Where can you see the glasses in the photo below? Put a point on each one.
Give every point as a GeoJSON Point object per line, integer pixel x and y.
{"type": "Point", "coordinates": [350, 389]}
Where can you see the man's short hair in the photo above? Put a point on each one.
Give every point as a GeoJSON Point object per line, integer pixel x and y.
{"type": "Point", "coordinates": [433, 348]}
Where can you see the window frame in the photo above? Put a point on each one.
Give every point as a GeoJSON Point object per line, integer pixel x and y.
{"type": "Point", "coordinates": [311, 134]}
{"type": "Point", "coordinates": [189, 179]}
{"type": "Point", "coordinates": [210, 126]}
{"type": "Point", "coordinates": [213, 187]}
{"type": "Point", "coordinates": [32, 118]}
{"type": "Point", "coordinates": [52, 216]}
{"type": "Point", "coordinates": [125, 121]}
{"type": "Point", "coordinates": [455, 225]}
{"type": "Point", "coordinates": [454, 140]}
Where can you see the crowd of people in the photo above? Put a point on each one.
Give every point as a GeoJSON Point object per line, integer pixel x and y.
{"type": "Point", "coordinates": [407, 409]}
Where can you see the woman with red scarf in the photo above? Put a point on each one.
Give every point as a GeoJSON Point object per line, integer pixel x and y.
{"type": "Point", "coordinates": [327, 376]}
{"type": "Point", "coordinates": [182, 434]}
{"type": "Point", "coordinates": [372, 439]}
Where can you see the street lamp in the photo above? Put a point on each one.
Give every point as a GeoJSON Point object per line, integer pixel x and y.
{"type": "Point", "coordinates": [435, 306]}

● **Problem details**: Looking at the records above, which lines contain "photo"? Copy those lines.

● **Exercise output**:
Where can you see the glasses in the photo below? Put a point on each one.
Where can you see the man's short hair in the photo above? Put a point on each one.
Where can you see the window frame in the photo above? Put a point on each one.
Where can you see the crowd of people in the photo above? Put a point on each one.
Where can you see the woman with red scarf in the photo above? Put a point on each one.
Where can you see the street lamp in the photo above? Put a point on each one.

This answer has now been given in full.